### PROBLEM TO SOLVE:
Your task is to transcribe the entries below exactly, beginning with the line containing "human forearm, giving" and ending with the final line, and to add nothing else.

### LISTED ENTRIES:

┌──

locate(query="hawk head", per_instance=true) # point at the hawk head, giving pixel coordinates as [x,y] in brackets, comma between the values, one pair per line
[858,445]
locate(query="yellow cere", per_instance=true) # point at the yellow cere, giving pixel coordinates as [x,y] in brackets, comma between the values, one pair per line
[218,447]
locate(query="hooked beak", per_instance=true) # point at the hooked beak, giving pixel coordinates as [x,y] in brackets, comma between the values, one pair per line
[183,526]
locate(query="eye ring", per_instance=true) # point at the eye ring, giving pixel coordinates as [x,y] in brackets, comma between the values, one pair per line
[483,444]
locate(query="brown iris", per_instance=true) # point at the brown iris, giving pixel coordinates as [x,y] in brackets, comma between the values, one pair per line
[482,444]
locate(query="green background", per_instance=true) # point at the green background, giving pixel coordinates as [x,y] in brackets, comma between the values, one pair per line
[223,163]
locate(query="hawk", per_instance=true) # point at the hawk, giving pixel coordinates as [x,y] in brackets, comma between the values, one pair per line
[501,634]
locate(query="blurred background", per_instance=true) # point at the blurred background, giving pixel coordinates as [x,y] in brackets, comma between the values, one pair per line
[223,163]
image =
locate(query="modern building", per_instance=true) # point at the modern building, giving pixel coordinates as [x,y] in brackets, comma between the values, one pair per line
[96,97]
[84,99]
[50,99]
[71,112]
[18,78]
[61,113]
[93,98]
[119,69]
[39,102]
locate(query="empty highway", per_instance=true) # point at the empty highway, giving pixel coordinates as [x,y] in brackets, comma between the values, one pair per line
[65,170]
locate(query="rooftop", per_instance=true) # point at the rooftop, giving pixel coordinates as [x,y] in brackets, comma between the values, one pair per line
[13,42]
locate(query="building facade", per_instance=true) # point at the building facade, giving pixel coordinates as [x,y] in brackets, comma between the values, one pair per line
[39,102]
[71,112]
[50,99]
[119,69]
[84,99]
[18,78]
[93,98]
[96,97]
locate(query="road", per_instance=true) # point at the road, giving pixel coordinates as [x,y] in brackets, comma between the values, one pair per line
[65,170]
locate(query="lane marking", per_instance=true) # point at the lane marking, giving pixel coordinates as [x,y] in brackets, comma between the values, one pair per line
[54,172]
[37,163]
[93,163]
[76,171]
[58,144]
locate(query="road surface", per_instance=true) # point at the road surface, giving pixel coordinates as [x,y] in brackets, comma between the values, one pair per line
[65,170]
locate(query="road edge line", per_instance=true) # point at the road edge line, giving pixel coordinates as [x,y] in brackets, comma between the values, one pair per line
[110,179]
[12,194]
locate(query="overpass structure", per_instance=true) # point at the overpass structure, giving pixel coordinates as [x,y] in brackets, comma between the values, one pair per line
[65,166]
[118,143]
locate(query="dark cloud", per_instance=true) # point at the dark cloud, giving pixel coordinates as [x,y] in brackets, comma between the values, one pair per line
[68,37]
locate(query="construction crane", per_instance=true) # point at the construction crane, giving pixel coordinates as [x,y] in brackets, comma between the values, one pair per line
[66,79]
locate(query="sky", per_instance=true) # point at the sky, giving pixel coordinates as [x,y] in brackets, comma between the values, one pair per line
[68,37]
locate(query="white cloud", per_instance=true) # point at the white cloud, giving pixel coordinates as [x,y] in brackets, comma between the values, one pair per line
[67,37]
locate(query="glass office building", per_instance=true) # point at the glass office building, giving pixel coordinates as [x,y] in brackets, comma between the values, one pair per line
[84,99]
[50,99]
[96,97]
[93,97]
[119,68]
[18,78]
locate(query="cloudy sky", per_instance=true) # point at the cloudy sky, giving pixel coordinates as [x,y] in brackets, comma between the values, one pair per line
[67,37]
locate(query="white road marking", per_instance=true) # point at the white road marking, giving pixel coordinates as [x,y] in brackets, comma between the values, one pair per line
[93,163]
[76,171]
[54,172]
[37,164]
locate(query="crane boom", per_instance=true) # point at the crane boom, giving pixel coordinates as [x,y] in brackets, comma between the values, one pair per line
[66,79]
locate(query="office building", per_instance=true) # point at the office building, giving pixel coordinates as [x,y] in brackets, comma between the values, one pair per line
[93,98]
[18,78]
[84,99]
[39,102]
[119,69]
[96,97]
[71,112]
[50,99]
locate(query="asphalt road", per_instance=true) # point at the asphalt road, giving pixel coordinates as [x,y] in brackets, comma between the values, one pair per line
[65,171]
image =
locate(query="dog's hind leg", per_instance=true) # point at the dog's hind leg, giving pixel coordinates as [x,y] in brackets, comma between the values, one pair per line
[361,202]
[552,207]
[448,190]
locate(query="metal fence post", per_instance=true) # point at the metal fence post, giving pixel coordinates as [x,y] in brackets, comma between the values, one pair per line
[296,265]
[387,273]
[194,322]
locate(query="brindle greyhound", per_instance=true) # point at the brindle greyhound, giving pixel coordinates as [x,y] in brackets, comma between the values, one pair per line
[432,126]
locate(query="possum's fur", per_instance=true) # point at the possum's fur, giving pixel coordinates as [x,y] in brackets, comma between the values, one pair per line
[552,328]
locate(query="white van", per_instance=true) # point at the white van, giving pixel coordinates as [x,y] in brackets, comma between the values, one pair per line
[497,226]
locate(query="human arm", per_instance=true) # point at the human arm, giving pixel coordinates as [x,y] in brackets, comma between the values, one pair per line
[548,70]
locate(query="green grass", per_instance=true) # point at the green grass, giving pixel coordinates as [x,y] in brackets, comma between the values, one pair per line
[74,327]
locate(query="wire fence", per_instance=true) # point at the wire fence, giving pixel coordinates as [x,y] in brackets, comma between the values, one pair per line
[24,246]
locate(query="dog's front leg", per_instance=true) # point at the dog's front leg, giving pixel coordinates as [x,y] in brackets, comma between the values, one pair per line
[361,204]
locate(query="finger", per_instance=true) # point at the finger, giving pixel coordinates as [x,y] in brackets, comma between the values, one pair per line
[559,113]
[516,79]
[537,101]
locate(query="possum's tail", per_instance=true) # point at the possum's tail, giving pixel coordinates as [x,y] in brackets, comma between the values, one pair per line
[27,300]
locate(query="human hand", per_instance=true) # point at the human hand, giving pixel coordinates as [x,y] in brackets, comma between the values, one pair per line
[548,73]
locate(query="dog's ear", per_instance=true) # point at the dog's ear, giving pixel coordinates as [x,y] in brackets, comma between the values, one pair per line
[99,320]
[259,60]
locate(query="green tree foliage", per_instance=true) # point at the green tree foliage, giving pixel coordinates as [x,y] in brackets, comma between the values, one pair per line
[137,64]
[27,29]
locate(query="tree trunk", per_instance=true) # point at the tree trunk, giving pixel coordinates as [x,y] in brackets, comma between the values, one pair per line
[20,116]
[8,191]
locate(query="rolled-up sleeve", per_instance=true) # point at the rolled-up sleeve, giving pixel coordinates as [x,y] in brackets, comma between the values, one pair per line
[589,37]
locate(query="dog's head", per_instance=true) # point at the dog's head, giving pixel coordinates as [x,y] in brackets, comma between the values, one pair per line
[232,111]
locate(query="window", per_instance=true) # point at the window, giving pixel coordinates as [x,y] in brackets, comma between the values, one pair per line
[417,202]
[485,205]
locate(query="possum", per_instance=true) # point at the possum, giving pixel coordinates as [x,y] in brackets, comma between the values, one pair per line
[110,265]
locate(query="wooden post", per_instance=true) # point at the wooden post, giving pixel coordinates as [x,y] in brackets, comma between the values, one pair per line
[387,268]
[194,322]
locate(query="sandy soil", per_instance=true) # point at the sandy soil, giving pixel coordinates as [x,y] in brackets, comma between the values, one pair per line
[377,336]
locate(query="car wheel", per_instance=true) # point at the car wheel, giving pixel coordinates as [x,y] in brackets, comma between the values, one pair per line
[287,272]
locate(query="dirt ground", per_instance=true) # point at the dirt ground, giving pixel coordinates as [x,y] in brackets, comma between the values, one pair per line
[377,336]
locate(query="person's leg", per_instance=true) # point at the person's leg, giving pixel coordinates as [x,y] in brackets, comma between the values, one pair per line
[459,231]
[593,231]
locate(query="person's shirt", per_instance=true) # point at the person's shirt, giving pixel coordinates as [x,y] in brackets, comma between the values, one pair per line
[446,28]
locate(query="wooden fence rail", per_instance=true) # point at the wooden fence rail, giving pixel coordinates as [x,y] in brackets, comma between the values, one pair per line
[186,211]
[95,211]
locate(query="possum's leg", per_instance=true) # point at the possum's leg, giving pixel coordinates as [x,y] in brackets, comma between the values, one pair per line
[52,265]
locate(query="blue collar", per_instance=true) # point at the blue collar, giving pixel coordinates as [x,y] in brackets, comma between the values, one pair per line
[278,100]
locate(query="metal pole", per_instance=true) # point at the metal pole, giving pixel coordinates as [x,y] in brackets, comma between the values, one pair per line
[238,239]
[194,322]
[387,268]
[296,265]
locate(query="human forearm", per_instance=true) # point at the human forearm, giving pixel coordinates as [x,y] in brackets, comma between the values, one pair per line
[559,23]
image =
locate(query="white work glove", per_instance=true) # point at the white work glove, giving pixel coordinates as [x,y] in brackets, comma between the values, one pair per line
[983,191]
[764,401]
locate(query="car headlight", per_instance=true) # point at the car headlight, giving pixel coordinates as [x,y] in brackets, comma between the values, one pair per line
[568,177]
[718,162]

└──

### FULL ANSWER:
locate(query="human forearm", per_instance=true) # point at the human forearm, giving pixel coordinates as [x,y] in brackets, comma between the values, one pair per line
[559,23]
image =
locate(query="white work glove", per_instance=true) # point at the white work glove, giving pixel coordinates as [x,y] in brackets, comma between the values, one pair per line
[983,191]
[764,401]
locate(query="car headlight", per_instance=true) # point at the car headlight, giving pixel coordinates as [x,y] in brackets, comma between the values, one pair per line
[568,177]
[718,162]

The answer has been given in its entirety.